_Task inputs_:

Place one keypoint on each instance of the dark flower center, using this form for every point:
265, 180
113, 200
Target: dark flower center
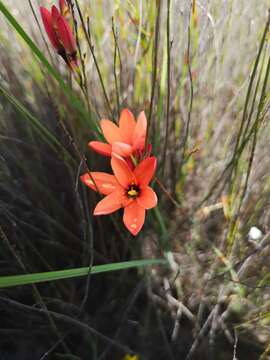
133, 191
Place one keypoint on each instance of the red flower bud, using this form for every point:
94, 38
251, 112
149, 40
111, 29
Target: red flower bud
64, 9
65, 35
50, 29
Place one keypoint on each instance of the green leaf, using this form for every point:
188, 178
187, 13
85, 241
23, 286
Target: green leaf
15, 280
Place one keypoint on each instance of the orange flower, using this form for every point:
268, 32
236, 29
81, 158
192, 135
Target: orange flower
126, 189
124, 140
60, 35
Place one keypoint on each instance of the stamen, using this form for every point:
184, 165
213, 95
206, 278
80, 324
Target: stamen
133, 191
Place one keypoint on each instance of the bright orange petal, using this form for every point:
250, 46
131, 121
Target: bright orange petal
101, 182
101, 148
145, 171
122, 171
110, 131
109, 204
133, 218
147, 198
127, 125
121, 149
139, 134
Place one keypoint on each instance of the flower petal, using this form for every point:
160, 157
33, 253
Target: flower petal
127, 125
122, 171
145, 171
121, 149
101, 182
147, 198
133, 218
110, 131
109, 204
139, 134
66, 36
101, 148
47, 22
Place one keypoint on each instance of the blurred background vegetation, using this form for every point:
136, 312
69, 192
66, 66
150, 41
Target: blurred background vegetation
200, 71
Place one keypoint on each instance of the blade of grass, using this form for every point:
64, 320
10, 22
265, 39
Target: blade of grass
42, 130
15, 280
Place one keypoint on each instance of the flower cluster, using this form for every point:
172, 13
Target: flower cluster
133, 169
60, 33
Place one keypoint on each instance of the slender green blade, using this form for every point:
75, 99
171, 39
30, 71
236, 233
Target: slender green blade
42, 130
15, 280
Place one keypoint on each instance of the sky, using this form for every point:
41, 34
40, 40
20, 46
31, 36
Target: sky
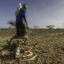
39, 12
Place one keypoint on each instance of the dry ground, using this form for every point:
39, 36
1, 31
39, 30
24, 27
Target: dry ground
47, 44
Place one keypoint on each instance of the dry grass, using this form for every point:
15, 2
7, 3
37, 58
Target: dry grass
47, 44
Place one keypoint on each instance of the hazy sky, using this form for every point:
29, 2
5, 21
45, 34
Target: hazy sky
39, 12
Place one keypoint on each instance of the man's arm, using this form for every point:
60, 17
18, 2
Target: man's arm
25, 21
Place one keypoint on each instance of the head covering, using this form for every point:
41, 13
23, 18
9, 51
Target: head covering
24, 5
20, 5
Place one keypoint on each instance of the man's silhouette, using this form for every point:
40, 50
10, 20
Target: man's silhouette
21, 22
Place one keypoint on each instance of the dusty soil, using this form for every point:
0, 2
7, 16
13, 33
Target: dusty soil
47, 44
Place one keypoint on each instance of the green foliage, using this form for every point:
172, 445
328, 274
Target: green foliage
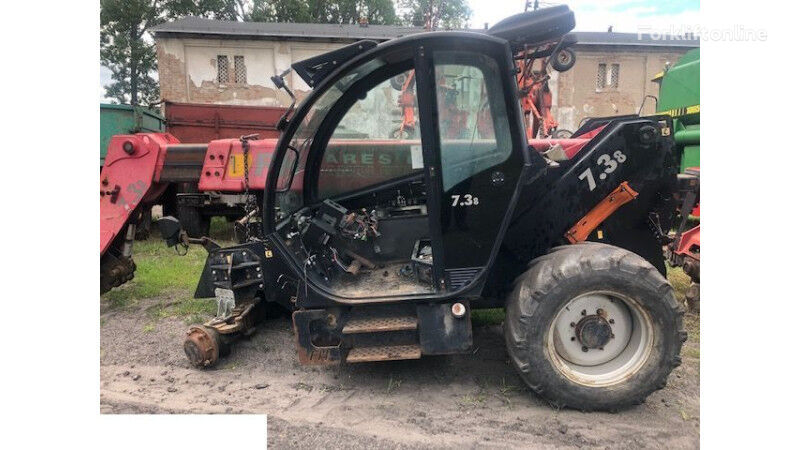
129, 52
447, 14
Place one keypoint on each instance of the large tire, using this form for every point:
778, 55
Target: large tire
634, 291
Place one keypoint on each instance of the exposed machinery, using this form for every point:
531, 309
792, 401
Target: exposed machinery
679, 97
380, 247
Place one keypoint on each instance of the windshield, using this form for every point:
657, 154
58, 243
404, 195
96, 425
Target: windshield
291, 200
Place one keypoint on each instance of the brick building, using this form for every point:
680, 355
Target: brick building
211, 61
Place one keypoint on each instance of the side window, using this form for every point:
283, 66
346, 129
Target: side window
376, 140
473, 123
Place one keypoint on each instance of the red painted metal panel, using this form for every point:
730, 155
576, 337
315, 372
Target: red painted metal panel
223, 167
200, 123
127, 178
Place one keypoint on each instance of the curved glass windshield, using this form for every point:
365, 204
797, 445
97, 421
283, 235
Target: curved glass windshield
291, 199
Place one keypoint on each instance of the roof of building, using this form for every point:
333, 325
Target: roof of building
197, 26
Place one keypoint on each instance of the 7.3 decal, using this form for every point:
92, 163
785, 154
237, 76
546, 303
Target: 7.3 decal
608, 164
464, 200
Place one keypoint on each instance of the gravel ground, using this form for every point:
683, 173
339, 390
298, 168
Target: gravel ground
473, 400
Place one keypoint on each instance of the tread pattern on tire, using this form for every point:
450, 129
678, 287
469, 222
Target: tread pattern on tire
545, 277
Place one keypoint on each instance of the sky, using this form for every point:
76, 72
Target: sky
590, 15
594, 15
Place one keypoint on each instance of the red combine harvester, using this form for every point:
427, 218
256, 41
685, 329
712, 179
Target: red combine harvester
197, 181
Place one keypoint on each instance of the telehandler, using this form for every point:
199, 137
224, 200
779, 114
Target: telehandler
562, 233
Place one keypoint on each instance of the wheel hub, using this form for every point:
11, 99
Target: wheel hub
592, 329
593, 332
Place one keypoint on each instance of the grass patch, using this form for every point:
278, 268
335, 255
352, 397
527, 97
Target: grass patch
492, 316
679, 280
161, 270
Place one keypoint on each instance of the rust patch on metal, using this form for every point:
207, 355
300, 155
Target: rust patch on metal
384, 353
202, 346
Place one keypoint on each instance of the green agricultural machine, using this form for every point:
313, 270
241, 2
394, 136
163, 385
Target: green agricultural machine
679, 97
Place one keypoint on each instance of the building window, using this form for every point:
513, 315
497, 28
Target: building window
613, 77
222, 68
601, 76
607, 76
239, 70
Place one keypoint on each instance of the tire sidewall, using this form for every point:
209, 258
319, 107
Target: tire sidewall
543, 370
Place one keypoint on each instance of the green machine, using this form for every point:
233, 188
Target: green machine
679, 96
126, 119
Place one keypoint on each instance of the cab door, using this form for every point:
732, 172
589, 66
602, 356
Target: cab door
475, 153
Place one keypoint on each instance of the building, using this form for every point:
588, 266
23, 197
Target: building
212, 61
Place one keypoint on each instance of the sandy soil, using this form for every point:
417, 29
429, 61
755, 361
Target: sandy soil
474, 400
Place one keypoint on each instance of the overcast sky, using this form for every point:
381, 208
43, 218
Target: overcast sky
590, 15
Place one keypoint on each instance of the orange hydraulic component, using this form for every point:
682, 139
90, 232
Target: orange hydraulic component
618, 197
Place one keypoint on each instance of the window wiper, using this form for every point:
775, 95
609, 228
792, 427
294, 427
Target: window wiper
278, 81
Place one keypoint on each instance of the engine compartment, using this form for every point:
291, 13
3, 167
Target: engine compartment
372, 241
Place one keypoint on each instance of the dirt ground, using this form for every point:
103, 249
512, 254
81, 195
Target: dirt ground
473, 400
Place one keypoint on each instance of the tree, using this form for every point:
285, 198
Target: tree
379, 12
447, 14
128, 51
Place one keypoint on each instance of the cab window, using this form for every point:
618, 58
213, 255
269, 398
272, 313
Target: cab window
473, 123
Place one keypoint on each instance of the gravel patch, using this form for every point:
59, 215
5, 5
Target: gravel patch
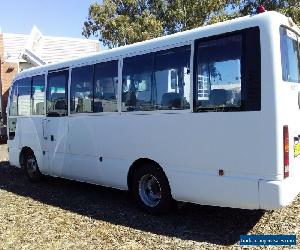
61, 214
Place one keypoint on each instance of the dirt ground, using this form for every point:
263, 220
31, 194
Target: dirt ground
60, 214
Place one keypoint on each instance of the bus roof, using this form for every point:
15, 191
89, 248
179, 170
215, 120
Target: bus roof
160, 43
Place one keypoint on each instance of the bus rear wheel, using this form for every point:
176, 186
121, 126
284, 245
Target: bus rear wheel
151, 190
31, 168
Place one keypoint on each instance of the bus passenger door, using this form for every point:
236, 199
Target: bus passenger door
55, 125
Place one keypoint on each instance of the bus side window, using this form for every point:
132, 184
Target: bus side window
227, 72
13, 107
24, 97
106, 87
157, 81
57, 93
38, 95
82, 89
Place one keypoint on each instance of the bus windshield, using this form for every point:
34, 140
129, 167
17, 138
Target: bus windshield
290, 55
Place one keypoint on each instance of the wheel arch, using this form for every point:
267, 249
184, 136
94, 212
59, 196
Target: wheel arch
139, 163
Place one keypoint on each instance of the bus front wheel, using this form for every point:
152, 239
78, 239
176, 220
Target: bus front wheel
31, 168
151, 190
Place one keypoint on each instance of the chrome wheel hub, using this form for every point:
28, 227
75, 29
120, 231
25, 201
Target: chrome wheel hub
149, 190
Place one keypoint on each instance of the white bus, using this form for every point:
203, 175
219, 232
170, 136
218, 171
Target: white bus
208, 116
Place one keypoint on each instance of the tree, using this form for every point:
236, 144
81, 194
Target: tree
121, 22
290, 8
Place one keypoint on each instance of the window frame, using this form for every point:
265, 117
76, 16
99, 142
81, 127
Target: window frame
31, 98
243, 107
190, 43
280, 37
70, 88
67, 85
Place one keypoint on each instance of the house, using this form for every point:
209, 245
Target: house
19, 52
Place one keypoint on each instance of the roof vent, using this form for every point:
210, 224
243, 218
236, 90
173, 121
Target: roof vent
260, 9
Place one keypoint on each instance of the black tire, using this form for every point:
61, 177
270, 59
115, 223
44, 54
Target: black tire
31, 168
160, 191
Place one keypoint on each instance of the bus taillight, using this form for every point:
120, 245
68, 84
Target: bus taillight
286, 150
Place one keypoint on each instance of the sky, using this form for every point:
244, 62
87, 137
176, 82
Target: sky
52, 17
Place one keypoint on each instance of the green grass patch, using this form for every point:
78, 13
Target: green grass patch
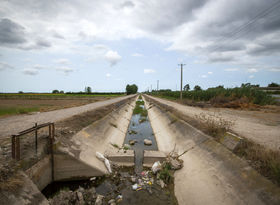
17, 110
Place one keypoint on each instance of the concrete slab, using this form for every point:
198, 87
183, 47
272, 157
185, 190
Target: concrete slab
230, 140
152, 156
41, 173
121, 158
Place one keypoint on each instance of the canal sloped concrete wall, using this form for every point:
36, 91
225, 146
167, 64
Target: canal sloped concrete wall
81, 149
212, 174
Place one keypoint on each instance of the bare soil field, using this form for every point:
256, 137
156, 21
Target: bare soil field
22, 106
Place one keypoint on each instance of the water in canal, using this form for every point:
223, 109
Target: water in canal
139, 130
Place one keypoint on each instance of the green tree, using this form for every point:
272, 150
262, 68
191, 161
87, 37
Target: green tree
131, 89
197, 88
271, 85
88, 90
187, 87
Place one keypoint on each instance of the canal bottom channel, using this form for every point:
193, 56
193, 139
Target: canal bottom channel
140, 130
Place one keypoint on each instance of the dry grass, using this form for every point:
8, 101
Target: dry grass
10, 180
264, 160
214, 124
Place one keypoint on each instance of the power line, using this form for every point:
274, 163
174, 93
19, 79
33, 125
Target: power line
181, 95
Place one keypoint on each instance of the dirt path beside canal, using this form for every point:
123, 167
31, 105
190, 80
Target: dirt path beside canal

_What the task asks_: Only the lines from the line containing "Place one keypoint on each instance of the black" through the end of the data are to be reproduced, exactly and with both ends included; pictures are omitted.

_Task output_:
Place one keypoint on each instance of the black tire, using this form for every point:
61, 177
270, 59
115, 223
44, 54
Target: black tire
31, 168
160, 191
Place one keypoint on each instance of the bus taillight, using this form for every point:
120, 245
68, 84
Target: bus taillight
286, 150
Place one keypoint on each instance of the sky, using this form for every point:
244, 62
87, 137
176, 82
Target: sky
52, 17
Place one keypoint on each instance of the green grass patch, using this form for every point:
78, 13
Target: green grass patch
17, 110
Place one keypoint on each instance of the concrete slab, using this form for every point:
198, 87
183, 47
272, 157
185, 190
Target: concrete slab
230, 140
152, 156
41, 173
121, 158
Place one keypoint on each instance of the canal sloped concrete wall, using this form for every point:
36, 91
225, 146
167, 64
Target: canal sloped concrete wall
81, 149
212, 174
Place one keypoint on each instance of the bare soil field, using this form for every point:
256, 137
156, 21
Target: bare soil field
22, 106
Place one keypoint on each instance of the water in canal, using this form for every point:
223, 109
Target: water in canal
139, 130
Place one keypoint on each instance of the green tree, using this form for every point:
272, 150
262, 68
191, 161
87, 37
Target: green tree
131, 89
197, 88
271, 85
88, 90
187, 87
Place one keypoint on each instance of the canal bottom channel, using this form for every point:
193, 56
193, 139
Target: canal bottom channel
140, 130
Place one keypoint on each instance of the dry grass, using this form for every point:
8, 101
Target: dry grass
10, 180
264, 160
214, 124
Place one keypoint on each instance of the power line, using this form for every point:
274, 163
174, 93
19, 79
33, 125
Target: power line
181, 95
Place one keypoint on each instance of the dirt path beside canal, using this form for every point:
123, 167
31, 105
190, 80
Target: dirt path beside canal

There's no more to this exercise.